Selected text:
──────
Mortgage Rates and Private Mortgage Insurance
The 30-year fixed rate mortgage, according to Freddie Mac's Weekly Primary Mortgage Market Survey, averaged 6.53 percent with fees and points of 0.6. During the week ended April 30 that product averaged 6.49 percent and 0.6.
The 15 year fixed rate mortgage increased three basis points to 6.17 percent with fees and points unchanged at 0.5.
The 5/1 year adjustable rate mortgage was up to 6.16 from 6.13 with fees and point at 0.8 from 0.7 the previous week. The 1-year ARM increased two basis points to 5.63 percent but fees and points hit 0.9, up 0.1 and a high-water mark for this figure in many months.
Frank Nothaft, Freddie Mac vice president and chief economists stated "Mortgage rates drifted upward this week following the release of the Consumer and Producer Price Indexes for March, which came in at the upper end of market expectations for inflation. As a result of higher mortgage rates, housing market activity is beginning to slow, as evidenced in the lower housing starts statistics for March."
Freddie's survey indicated that adjustable rate mortgages had slipped to 32 percent of total market activity in March as compared to 35 percent in November of last year and that, assuming the Federal Reserve continues to raise interest rates, should decline even further.
Freddie periodically issues a regional breakdown of mortgage rates as they did this week. Average rates for a conventional 30 year mortgage ranged from 6.44 percent in the Southeast to 6.62 in the North central region. Even more striking, fees and points had a range of 0.3 (Northeast) to 0.8 in the Southeast. 15-year mortgages had a narrower range, but the same two regions claimed the high and low ends; 6.12 in the Southeast and 6.23 in the North Central Region. Fees and points were spread between 0.4 in the Northeast and North Central to 0.7 in the West and Southeast.
Twenty six basis points separated the Northeast at 6.01 percent from the Southeast at 6.27 percent for 5/1 year adjustable rate mortgages. Fees and points were in much closer array - from a low of 0.6 in the North Central region to 0.9 in the West. The one-year ARM was most affordable in the Northeast at 5.53 percent while the West was at 5.73 percent. Every region but the North Central which was 0.1 lower had fees and points averaging 0.9.
──────
Recorded information:
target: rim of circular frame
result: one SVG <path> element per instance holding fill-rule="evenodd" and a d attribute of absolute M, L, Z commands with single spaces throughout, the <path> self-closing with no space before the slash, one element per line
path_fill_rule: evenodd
──────
Task brief:
Name each region that the mortgage rates text mentions in its regional breakdown. The material is not needed for this work.

Correct result:
Southeast, North Central, Northeast, West